Stored data entries:
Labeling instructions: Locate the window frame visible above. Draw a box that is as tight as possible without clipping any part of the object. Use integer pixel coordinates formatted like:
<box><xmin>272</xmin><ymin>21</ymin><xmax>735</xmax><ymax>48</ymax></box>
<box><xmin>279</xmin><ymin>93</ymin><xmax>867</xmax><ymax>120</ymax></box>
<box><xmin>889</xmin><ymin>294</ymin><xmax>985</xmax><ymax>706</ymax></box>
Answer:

INSTRUCTIONS TO FOLLOW >> Transcribe all of the data, keeping every line identical.

RESULT >>
Labeling instructions: Locate the window frame visible above. Draw a box that is as tight as possible without clipping any part of the object. Use integer pixel coordinates formatted like:
<box><xmin>272</xmin><ymin>21</ymin><xmax>735</xmax><ymax>48</ymax></box>
<box><xmin>279</xmin><ymin>93</ymin><xmax>867</xmax><ymax>120</ymax></box>
<box><xmin>889</xmin><ymin>294</ymin><xmax>985</xmax><ymax>706</ymax></box>
Answer:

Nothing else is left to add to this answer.